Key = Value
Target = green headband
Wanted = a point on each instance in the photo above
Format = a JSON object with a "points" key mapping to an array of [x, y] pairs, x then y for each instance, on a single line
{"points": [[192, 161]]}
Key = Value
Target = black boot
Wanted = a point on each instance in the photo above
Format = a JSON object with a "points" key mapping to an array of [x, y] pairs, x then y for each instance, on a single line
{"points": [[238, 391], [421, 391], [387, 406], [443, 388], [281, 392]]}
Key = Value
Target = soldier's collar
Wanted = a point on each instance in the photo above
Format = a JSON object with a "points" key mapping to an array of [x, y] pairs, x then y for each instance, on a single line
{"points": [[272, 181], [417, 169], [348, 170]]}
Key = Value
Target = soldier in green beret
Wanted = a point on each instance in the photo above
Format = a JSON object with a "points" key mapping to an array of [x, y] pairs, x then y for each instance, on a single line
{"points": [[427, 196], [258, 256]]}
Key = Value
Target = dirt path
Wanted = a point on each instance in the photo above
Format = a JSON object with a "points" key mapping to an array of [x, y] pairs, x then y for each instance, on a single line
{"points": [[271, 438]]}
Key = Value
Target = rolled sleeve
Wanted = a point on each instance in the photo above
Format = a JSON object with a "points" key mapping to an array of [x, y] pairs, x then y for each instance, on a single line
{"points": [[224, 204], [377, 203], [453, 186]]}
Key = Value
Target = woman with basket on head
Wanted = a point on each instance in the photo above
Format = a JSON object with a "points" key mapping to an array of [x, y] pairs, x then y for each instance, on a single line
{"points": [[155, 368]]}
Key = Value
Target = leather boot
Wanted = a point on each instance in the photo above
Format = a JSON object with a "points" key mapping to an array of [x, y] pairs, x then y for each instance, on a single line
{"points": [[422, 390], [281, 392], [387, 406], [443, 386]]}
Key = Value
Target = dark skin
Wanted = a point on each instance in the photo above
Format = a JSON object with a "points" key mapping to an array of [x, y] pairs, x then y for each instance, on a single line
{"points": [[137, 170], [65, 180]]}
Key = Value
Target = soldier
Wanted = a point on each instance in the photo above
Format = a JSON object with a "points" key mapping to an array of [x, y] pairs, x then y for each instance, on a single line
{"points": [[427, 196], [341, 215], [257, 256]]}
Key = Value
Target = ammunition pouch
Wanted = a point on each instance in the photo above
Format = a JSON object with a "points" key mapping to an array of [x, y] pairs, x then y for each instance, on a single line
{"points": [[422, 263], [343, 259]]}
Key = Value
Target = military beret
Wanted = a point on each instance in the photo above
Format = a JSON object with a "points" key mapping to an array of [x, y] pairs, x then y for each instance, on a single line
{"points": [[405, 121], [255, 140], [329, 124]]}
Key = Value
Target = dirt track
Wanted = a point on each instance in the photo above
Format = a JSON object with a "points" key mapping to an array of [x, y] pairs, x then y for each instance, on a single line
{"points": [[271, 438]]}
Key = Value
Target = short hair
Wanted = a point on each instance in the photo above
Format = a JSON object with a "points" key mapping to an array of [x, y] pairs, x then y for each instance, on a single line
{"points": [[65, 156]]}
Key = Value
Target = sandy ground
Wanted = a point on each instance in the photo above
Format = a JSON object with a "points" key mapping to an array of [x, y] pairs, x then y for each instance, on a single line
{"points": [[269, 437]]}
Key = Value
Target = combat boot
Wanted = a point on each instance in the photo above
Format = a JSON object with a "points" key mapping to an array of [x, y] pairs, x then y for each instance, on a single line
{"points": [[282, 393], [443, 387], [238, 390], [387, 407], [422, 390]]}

::::::::::

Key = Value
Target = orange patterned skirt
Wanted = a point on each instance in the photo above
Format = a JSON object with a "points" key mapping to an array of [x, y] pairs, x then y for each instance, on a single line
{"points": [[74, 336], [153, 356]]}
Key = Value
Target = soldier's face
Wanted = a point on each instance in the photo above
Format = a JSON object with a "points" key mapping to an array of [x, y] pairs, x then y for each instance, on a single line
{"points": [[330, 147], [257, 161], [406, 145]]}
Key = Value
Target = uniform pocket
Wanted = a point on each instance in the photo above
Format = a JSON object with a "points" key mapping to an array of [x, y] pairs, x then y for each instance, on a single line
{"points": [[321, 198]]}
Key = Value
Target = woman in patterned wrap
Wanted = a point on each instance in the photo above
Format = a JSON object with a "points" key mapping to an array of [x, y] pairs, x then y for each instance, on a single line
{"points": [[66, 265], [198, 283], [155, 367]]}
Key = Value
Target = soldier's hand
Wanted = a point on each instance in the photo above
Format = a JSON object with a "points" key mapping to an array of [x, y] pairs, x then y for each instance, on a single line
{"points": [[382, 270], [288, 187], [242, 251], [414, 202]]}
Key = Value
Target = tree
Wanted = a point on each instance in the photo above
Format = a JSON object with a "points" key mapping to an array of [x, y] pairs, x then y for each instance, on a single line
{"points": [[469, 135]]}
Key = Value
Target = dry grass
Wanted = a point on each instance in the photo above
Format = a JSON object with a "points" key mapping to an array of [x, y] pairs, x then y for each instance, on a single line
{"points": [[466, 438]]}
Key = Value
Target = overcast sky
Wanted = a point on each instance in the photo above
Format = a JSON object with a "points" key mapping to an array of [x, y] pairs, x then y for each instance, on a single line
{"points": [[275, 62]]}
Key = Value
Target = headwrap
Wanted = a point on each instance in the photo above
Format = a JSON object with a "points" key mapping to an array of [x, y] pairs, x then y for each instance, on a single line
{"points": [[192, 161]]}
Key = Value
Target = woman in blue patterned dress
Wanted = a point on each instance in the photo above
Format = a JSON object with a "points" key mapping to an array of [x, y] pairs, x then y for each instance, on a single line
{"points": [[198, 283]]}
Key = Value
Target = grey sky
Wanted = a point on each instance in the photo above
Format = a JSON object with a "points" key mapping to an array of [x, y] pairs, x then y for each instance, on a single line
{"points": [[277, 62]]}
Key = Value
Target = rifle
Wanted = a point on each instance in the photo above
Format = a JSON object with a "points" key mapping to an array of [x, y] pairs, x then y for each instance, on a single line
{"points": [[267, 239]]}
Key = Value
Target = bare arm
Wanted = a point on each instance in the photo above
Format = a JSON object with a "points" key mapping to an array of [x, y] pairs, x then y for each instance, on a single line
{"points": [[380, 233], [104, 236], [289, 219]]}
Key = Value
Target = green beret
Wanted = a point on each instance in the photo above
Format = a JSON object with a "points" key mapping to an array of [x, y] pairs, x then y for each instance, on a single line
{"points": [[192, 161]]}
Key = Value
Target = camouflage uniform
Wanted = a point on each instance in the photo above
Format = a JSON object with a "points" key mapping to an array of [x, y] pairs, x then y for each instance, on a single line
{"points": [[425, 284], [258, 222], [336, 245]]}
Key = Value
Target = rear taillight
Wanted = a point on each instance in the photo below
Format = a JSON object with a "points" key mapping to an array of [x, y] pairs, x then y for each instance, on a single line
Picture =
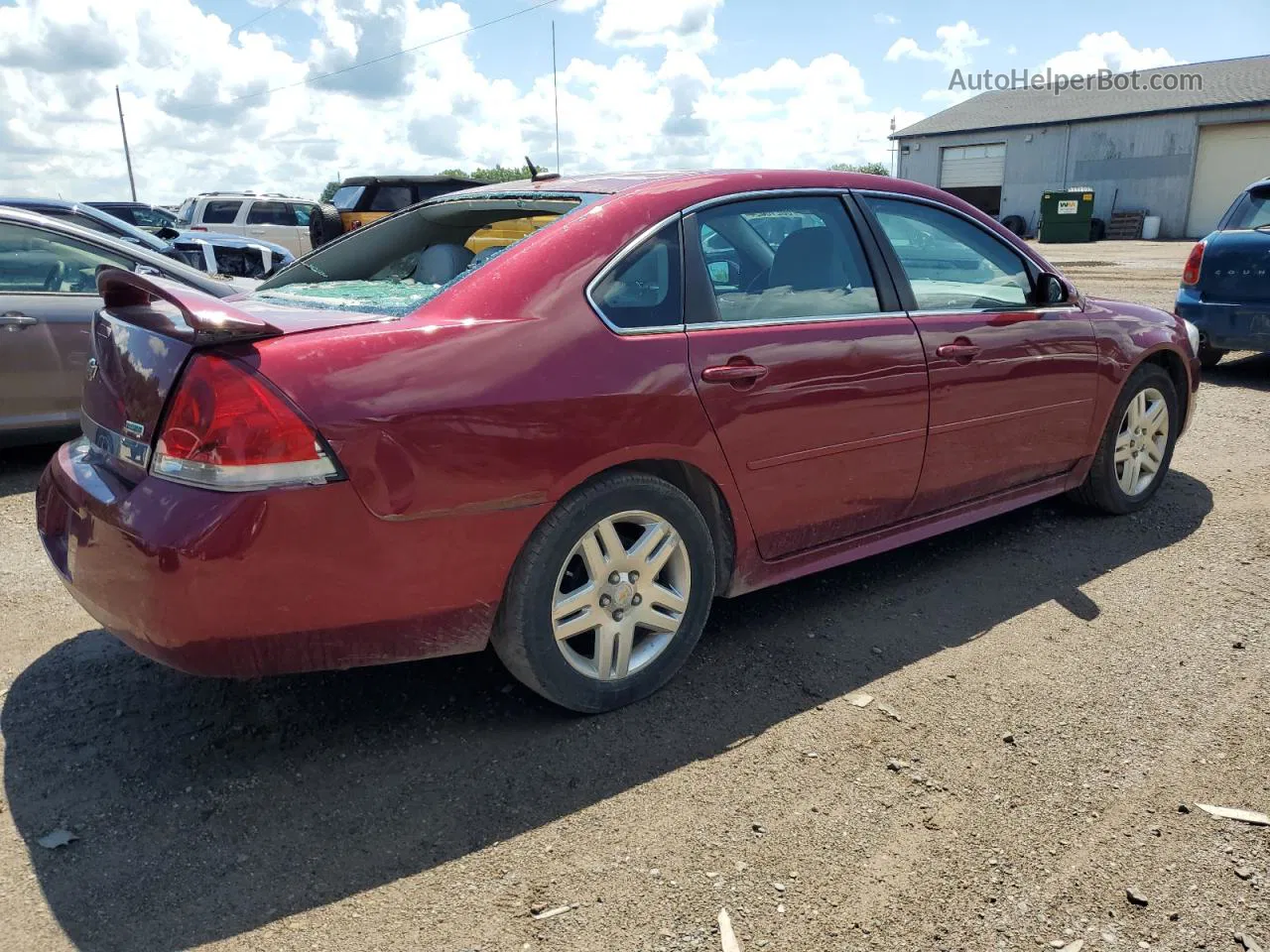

::::::::::

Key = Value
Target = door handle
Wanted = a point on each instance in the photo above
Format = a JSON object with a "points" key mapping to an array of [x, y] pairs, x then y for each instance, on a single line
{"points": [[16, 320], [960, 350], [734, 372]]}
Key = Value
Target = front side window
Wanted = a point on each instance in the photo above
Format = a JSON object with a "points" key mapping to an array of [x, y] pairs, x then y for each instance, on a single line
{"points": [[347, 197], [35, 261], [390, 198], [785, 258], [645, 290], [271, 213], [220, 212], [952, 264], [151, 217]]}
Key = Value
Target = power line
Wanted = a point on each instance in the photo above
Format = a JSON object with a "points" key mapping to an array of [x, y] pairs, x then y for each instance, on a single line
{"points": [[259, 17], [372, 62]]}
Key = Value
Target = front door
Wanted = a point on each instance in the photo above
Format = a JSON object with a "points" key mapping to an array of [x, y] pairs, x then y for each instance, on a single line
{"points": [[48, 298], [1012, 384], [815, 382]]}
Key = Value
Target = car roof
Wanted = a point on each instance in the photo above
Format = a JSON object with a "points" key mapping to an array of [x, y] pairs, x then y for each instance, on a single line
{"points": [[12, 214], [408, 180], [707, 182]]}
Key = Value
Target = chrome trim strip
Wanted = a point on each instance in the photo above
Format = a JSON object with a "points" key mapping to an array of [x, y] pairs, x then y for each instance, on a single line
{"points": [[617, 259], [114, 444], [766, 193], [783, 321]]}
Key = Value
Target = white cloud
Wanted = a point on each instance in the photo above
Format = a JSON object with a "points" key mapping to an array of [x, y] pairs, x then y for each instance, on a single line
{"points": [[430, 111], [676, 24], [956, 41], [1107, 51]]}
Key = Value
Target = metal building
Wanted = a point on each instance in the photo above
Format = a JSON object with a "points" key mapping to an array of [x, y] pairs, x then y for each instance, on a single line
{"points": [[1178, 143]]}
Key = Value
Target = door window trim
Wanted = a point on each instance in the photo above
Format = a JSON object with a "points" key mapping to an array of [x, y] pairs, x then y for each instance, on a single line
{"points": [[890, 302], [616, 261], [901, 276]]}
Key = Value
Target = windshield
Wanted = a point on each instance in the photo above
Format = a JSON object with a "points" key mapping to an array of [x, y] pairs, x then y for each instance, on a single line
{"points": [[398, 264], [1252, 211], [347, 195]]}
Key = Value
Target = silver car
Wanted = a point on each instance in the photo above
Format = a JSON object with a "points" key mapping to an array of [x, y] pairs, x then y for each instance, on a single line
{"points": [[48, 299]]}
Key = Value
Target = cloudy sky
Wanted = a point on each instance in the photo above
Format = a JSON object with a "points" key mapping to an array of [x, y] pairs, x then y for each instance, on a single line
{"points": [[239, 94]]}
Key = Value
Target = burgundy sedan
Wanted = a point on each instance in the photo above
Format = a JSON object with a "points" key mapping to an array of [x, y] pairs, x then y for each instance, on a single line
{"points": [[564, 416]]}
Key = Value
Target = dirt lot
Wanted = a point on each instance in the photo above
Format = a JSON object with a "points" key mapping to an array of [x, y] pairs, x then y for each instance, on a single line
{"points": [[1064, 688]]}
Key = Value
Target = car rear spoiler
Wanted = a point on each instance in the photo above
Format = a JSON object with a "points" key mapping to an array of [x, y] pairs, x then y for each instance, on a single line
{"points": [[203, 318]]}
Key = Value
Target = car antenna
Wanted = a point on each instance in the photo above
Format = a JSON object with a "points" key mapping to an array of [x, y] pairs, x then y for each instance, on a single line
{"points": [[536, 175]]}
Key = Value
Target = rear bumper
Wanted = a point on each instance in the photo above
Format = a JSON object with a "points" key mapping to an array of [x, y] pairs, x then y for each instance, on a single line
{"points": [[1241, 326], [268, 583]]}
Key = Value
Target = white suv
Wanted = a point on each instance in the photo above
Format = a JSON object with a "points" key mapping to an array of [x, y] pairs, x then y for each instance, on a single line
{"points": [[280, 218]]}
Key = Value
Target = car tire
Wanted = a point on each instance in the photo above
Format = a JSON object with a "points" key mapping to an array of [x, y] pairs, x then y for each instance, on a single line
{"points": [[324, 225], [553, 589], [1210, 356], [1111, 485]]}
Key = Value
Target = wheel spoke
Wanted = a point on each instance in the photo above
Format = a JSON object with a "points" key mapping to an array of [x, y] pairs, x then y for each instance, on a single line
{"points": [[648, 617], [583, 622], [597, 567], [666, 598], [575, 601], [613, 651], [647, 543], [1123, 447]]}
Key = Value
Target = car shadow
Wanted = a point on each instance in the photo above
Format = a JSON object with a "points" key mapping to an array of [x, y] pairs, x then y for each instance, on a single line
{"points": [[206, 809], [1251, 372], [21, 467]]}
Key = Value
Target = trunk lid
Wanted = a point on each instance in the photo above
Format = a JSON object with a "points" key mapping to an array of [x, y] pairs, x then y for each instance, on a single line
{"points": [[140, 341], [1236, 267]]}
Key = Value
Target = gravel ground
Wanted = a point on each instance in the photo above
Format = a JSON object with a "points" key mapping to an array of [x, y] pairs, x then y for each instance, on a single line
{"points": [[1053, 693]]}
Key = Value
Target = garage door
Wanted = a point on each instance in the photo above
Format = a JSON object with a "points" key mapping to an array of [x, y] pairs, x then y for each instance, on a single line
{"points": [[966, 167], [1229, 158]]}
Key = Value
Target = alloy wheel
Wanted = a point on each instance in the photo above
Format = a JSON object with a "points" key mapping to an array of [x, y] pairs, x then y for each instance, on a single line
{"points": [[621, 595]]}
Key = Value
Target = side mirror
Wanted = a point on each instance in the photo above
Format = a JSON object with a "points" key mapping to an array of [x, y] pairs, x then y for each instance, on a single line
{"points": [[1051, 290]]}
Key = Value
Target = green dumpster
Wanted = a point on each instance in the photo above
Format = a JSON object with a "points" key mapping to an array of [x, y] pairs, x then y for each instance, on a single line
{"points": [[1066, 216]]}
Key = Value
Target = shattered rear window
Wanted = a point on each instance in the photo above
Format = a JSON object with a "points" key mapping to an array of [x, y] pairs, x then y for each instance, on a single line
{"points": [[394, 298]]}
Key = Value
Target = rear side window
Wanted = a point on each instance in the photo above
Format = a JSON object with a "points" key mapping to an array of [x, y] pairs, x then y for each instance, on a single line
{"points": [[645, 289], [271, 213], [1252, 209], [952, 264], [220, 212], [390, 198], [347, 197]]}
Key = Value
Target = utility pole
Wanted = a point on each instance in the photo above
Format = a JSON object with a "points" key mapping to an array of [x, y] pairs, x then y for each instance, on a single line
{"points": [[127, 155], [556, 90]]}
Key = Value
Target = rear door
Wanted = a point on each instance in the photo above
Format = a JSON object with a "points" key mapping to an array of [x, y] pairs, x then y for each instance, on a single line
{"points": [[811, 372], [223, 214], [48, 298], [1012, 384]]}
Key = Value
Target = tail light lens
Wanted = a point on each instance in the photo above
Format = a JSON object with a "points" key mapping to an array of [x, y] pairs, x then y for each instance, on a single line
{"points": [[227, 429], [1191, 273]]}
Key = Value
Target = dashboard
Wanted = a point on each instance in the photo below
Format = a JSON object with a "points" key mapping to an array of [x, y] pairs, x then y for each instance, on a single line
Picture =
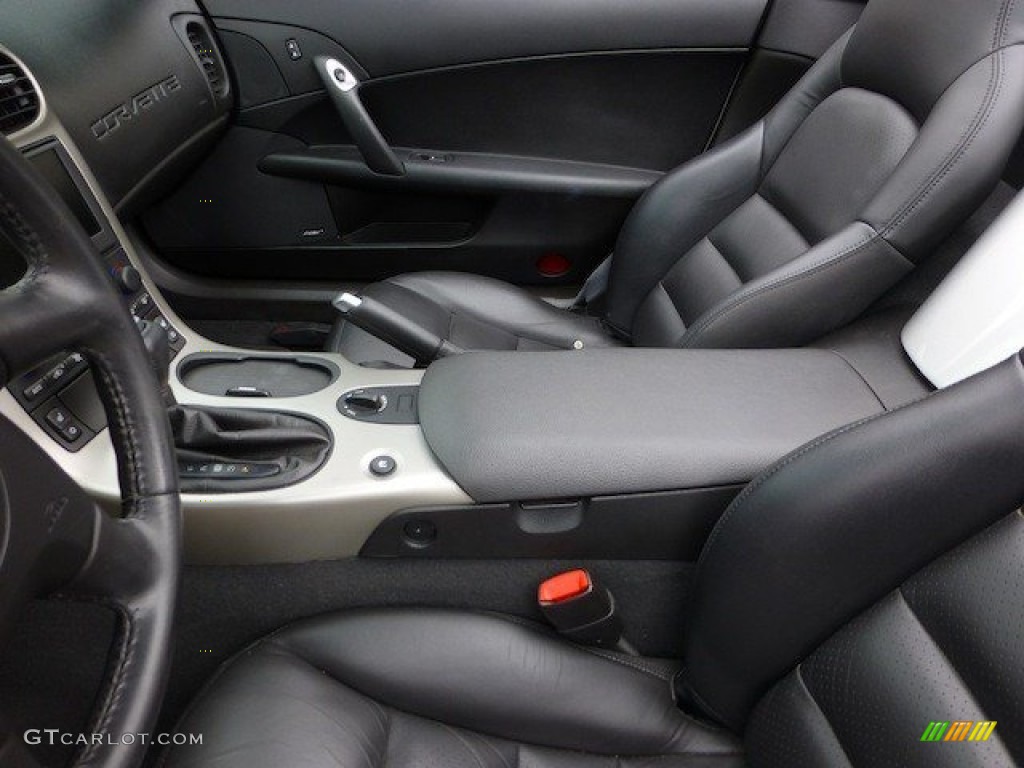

::::::::::

— Directions —
From the entries above, extract every line containing the word "door". Case counts.

— Answer to this exercise —
Target = door handle
Target = front door
Target = door window trim
Target = garage door
Target = rear door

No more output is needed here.